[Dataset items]
******
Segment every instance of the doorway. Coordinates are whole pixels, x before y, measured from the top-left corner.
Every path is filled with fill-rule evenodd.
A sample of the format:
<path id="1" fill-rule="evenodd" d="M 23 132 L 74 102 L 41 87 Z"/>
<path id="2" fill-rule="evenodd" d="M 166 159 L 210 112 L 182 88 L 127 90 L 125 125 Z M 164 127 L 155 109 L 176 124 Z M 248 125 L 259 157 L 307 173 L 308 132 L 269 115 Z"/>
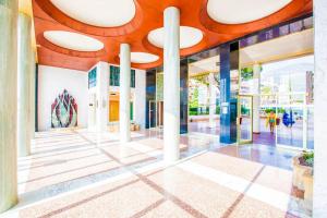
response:
<path id="1" fill-rule="evenodd" d="M 164 126 L 164 101 L 157 101 L 157 126 Z"/>
<path id="2" fill-rule="evenodd" d="M 238 144 L 250 144 L 253 141 L 253 96 L 239 95 L 238 114 Z"/>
******
• Goal of the exercise
Rewrite the items above as a two-column CSV with the headers instruction and output, one row per item, putting each item's text and its answer in a single quoted field apiece with line breaks replaced by spaces. Leave the pictures out.

• Solved exercise
instruction,output
"Segment every instance of the doorway. Coordinates are whole pixels, x before y, measured from the top-left corner. Every path is filled with fill-rule evenodd. A sample of the format: <path id=""1"" fill-rule=""evenodd"" d=""M 23 132 L 74 102 L 41 87 Z""/> <path id=""2"" fill-rule=""evenodd"" d=""M 166 159 L 210 112 L 182 88 L 127 90 L 125 125 Z M 164 127 L 155 109 L 176 124 Z M 248 125 L 259 157 L 307 173 L 308 132 L 269 115 Z""/> response:","<path id=""1"" fill-rule=""evenodd"" d=""M 164 126 L 164 101 L 157 101 L 157 126 Z""/> <path id=""2"" fill-rule=""evenodd"" d=""M 238 144 L 250 144 L 253 141 L 253 96 L 239 95 L 238 114 Z""/>"